**WRITTEN TASK**
Nothing but the lines from the one containing "Where can you find the asphalt" through the last line should be written out, please, exactly as they stand.

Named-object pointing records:
======
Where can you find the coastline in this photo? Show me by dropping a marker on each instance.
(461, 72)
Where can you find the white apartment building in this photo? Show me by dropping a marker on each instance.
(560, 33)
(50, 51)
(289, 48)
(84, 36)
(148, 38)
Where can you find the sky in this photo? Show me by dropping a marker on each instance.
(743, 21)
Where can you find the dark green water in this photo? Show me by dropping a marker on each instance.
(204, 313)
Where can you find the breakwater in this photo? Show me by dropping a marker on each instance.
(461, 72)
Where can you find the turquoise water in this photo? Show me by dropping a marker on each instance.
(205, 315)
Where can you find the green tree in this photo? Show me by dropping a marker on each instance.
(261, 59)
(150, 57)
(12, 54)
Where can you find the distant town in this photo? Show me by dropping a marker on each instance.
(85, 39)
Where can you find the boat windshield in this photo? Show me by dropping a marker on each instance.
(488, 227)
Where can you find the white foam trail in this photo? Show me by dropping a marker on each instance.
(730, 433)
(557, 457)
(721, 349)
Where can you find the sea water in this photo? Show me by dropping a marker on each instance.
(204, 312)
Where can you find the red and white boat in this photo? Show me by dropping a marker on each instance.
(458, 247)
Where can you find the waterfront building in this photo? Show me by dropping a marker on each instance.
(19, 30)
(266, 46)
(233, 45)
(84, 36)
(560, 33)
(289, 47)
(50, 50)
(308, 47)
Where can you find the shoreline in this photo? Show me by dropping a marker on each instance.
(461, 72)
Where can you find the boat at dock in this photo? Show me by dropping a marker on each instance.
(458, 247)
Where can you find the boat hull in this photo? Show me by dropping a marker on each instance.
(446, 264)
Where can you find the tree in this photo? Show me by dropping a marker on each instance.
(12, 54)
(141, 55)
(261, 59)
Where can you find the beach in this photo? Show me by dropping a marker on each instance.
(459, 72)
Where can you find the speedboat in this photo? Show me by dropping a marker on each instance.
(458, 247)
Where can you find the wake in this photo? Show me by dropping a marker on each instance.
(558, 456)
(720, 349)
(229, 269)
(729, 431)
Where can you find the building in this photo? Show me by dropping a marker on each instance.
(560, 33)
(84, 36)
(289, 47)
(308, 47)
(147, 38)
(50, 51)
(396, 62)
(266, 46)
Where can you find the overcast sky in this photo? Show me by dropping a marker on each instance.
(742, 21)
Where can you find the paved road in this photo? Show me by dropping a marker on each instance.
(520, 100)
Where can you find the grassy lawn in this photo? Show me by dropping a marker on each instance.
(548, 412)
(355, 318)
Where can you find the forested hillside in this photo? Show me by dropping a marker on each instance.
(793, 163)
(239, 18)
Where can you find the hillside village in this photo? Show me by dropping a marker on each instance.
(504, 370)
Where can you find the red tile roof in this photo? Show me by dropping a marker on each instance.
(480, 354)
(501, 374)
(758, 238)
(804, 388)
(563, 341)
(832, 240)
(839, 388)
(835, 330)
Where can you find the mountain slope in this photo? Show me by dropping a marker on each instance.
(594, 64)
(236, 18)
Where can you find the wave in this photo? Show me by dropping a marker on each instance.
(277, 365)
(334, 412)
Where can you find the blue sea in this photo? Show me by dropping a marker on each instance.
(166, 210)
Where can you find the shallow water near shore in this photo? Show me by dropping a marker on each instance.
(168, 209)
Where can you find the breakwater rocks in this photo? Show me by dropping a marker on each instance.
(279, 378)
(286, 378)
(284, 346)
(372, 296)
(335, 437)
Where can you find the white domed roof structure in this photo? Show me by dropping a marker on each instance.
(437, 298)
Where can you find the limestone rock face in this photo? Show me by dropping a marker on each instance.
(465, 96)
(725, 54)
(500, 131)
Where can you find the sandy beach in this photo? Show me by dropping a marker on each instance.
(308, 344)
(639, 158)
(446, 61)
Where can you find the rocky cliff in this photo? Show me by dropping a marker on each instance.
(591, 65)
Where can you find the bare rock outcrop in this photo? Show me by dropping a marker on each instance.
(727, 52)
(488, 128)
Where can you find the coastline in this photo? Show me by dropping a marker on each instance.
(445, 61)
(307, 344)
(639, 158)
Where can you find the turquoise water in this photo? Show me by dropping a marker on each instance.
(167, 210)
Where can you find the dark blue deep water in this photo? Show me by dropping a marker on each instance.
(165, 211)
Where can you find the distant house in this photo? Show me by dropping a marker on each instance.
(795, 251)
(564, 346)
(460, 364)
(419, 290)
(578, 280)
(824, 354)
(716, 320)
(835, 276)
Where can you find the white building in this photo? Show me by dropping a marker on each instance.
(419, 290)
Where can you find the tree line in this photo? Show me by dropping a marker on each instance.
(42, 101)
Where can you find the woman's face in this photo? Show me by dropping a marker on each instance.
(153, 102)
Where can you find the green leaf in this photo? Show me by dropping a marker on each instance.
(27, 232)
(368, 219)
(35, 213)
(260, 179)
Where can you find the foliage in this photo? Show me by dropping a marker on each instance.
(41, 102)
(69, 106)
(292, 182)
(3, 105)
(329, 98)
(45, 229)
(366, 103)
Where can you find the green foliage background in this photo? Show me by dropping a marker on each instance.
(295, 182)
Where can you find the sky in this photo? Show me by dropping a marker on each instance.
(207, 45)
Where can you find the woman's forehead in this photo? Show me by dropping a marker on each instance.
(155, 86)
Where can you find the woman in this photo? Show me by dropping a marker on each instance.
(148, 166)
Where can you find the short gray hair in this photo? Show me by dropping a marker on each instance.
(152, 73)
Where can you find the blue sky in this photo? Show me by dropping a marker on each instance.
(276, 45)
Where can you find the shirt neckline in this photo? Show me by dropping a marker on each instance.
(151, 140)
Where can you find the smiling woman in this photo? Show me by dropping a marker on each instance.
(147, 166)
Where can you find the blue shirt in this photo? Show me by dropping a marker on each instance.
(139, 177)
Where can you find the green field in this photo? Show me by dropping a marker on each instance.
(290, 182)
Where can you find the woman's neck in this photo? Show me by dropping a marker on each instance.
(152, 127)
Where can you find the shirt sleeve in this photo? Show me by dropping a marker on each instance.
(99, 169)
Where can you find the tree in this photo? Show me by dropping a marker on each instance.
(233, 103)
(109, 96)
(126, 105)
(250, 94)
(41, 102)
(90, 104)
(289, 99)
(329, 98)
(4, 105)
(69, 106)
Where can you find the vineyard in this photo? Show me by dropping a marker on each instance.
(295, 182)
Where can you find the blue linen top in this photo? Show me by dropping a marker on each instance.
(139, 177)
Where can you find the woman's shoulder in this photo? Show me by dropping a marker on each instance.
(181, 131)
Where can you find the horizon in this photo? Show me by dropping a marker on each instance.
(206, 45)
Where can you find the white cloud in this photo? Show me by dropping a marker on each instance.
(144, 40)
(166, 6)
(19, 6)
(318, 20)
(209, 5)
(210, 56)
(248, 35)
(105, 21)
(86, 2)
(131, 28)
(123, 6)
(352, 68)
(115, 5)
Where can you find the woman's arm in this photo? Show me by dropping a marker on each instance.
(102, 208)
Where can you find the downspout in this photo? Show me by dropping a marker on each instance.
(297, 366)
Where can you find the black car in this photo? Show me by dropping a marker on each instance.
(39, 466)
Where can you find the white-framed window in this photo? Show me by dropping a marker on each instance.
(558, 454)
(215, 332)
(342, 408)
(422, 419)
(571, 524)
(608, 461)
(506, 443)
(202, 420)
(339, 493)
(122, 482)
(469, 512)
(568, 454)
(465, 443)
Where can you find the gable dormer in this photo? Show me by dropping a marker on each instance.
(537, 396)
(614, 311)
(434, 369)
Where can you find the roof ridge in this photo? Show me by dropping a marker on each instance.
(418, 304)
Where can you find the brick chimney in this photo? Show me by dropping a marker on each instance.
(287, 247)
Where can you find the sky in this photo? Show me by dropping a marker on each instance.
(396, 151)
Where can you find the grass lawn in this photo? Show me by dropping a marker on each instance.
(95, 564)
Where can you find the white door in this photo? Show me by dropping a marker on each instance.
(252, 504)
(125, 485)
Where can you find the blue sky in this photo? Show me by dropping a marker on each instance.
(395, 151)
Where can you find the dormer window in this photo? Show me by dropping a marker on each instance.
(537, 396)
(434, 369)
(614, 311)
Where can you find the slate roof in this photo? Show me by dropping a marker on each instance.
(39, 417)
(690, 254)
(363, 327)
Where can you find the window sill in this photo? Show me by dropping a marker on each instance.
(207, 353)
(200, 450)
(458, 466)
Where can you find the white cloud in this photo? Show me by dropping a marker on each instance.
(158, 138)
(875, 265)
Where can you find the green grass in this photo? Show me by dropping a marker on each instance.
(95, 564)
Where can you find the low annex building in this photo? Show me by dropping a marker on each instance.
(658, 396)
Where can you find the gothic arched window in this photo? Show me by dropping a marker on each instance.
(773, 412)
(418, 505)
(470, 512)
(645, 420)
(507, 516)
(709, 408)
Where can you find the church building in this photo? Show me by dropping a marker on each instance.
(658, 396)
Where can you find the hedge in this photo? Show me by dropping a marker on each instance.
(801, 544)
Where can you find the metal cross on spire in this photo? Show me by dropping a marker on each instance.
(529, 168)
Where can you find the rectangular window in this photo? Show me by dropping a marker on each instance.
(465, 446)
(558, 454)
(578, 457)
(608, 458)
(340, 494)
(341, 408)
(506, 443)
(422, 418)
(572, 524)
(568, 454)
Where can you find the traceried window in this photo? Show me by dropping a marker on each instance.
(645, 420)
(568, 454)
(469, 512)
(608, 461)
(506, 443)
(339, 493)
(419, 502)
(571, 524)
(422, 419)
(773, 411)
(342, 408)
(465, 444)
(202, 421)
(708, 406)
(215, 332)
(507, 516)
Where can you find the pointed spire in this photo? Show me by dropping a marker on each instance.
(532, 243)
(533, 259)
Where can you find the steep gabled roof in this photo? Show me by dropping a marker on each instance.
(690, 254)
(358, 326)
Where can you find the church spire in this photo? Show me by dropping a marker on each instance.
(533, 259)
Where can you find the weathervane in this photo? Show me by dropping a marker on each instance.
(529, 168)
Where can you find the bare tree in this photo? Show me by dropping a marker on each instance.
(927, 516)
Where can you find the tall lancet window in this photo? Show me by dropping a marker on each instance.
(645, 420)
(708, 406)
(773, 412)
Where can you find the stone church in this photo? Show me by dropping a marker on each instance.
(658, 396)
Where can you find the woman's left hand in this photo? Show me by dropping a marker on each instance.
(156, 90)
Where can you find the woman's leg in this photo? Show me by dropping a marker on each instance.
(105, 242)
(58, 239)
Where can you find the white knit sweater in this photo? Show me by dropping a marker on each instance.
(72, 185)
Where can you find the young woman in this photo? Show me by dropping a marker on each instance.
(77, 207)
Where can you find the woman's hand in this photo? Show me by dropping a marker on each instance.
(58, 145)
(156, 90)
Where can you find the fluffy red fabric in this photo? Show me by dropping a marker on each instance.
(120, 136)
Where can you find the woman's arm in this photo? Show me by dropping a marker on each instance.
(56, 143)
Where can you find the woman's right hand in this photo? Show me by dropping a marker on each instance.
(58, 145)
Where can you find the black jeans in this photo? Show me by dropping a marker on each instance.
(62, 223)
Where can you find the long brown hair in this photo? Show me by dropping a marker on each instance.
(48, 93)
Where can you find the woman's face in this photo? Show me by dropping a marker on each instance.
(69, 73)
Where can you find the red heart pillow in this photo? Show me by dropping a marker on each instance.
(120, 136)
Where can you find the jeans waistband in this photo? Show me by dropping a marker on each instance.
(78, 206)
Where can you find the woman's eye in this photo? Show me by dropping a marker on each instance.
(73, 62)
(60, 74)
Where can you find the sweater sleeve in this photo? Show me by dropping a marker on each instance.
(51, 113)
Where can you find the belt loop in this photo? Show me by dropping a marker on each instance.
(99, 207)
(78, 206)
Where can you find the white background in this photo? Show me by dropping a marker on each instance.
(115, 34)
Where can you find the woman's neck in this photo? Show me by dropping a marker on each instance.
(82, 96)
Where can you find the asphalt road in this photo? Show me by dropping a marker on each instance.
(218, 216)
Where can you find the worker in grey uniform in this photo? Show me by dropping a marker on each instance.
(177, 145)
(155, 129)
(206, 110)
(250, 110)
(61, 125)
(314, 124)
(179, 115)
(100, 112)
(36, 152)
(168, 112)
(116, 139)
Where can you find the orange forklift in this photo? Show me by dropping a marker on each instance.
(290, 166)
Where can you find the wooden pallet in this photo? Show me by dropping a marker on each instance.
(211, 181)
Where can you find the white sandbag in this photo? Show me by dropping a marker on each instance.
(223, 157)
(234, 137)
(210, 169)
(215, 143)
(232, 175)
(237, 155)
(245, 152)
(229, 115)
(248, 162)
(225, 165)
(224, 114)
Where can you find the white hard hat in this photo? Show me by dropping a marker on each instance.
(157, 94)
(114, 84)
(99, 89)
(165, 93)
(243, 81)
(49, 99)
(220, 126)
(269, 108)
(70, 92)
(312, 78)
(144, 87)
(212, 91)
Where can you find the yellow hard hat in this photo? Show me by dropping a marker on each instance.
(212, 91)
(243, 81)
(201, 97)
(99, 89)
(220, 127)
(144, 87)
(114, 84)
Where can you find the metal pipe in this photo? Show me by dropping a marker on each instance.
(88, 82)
======
**FINAL RESULT**
Where can you find the asphalt road in this photo? Show me by dropping a marker on each instance.
(218, 216)
Where can you find the worker in grey uniform in this photo? Show me by dropping a marker on each instance.
(177, 145)
(155, 129)
(206, 110)
(250, 110)
(61, 125)
(314, 124)
(179, 115)
(100, 112)
(36, 152)
(168, 112)
(116, 139)
Where can you find the orange forklift in this photo? Show me by dropping a marker on each instance.
(290, 166)
Where can you find the wooden pallet in this photo? Show me by dropping a marker on each instance.
(211, 181)
Where can you find the white sandbag in this photo? Show me by dropping a marker on each instance.
(223, 157)
(234, 137)
(210, 169)
(215, 143)
(232, 175)
(237, 155)
(245, 152)
(229, 115)
(248, 162)
(225, 165)
(224, 114)
Where can you find the white hard hat in this photo? Show me by dropping a marker on each instance.
(157, 94)
(114, 84)
(99, 89)
(165, 93)
(243, 81)
(49, 99)
(220, 126)
(269, 108)
(70, 92)
(312, 78)
(144, 87)
(212, 91)
Where can you find the yellow hard hat in this photo? Show me by dropping a marker on each instance.
(212, 91)
(243, 81)
(201, 97)
(99, 89)
(220, 127)
(144, 87)
(114, 84)
Where can you find the metal pipe in this photo? Show me by dropping a marker on each instance.
(88, 82)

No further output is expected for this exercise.